Data for review:
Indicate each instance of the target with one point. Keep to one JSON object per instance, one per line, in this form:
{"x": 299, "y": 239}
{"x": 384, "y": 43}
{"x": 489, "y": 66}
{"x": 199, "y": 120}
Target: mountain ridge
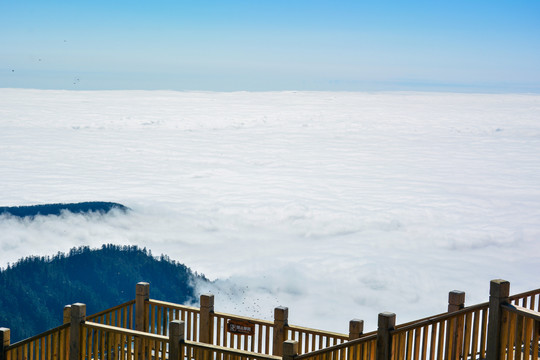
{"x": 35, "y": 289}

Brief: Could you write out the records exactly while omitting every picture?

Task output:
Indicate each instance of the target with one point. Keep to one JSON object per instance, one per line, in this form:
{"x": 299, "y": 239}
{"x": 384, "y": 43}
{"x": 489, "y": 66}
{"x": 199, "y": 120}
Target: mountain ridge
{"x": 35, "y": 289}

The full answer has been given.